• [Material shown]:
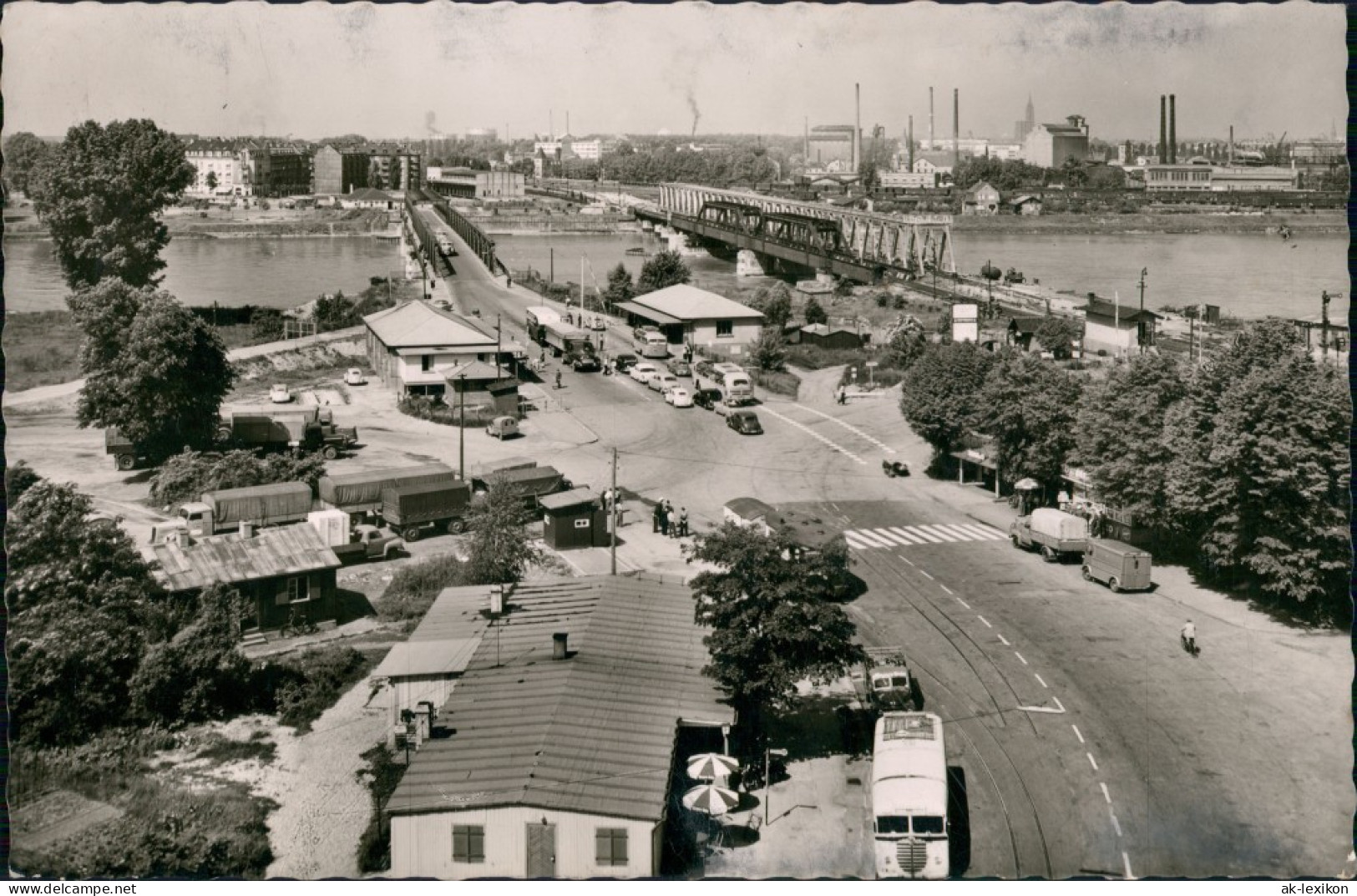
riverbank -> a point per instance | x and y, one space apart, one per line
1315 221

--

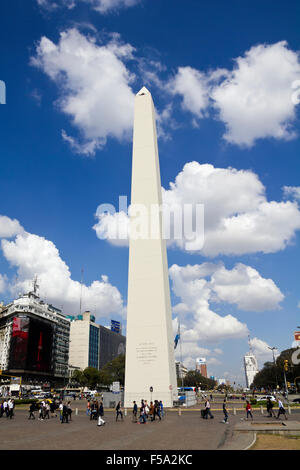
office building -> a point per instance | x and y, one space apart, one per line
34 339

--

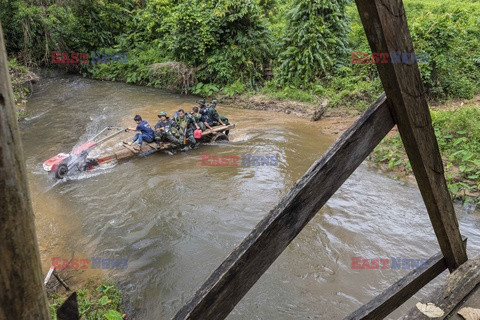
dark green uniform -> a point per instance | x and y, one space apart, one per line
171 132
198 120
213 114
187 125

• [Exercise objective]:
Find every line in the rows above that contains the word "apart", and copy each of those lines.

• [Reply to the task]:
riverbank -> a point per instance | x and y, one space apart, one per line
office building -> a point per instance | x and y, one space apart, one per line
dark green uniform -> a point per instance | x and y, one space apart, one per line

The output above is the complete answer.